(Records excerpted from a collection)
--------------------

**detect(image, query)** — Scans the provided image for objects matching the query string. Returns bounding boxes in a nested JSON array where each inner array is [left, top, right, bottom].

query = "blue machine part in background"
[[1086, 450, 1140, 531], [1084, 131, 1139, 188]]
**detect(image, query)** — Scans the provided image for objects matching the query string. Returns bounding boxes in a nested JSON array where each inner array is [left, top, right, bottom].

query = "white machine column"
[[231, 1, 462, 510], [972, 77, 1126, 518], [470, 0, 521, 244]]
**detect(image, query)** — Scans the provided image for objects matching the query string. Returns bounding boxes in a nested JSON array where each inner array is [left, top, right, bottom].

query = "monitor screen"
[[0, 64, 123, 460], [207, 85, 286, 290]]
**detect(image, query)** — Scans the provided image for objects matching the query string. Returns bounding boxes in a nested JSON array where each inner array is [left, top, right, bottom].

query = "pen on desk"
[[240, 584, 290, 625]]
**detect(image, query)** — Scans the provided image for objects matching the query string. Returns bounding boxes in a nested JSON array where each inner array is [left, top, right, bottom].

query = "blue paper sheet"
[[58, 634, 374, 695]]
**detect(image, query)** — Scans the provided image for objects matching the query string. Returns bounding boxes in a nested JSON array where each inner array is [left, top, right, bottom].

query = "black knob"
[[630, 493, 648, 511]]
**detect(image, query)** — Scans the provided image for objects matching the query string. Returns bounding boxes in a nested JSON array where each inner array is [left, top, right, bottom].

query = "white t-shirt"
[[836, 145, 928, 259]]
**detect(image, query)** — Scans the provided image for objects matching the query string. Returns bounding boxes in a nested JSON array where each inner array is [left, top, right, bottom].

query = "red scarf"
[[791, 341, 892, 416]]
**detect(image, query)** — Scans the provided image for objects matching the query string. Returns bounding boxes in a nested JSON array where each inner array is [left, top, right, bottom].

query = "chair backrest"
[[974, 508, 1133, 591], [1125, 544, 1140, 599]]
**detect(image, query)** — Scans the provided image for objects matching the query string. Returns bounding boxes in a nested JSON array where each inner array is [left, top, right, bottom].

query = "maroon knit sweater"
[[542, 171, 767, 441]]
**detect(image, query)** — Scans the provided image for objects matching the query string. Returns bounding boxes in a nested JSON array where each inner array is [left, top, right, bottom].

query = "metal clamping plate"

--------------------

• _TASK_:
Look at the entries above. Then set all of them down again exactly.

• _WRITTEN ANSWER_:
**detect(image, query)** — Scans the provided image for objects matching the query string. Returns bounding boxes in a nested JSON array where each inner array is [left, top, right, bottom].

query = "blue machine part in background"
[[1086, 450, 1140, 531], [1084, 131, 1139, 188]]
**detect(image, query)** — Scans the provided image for objects matching the query string. Returns bounding boxes in a nested JSON array where each inner array is [left, top, right, bottom].

query = "white machine column"
[[231, 1, 462, 510], [972, 77, 1126, 518], [470, 0, 521, 244]]
**detect(image, query)** — Scans the provided image for objects matching the query string. Returns bounding boxes in a nested JSON array where each inner array is [left, top, right, bottom].

query = "monitor screen"
[[0, 64, 123, 460], [207, 85, 286, 290]]
**detect(image, query)** — Scans the provided image for objects matching the query string. Returns bounding boxes in a nested JSON array where each inner array is [left, top, right, bottom].

query = "pen on desk"
[[240, 584, 290, 625]]
**detect(image, query)** — Scans the provided image for objects matching the query string. Returns bounding boxes in a nested JSON array where each inner array is [left, top, right, bottom].

query = "blue paper sheet"
[[58, 634, 374, 695]]
**detect(image, query)** — Scans the provided image for objects matching the query string. Returns bounding boxes in a nested JSON array where each inner array is [left, top, right, bottom].

query = "black knob"
[[630, 493, 648, 511]]
**detect(image, query)** — Scans the provided image for objects matching the query string. Returns bounding boxes in a nested JSON array where each inner array is [left, top, right, bottom].

query = "white t-shirt"
[[836, 145, 928, 259]]
**detect(image, query)** — Scans the provided image for objects matching the query string. Returns bounding boxes in a nested JSON array where each inner array is [left, top, right, bottom].

query = "red scarf"
[[791, 341, 892, 416]]
**detect(image, query)** — Scans the provided image for objects matching the query string. Returns bounding boxes in a nested JSON array where each inner array is [left, top, right, bottom].

query = "chair backrest"
[[974, 508, 1133, 591], [1125, 544, 1140, 599]]
**detect(image, query)** — Scans the provided image for objects matching the query string. Returns bounding boxes in a nested JSON array where each inner array is [left, top, right, bottom].

query = "maroon knit sweater"
[[542, 171, 767, 441]]
**detect(image, query)** — Scans the provided image for objects matching the query string. Returns bounding boxes in a nested JSON array where each inner array is [left, top, right, bottom].

query = "metal clamping plate"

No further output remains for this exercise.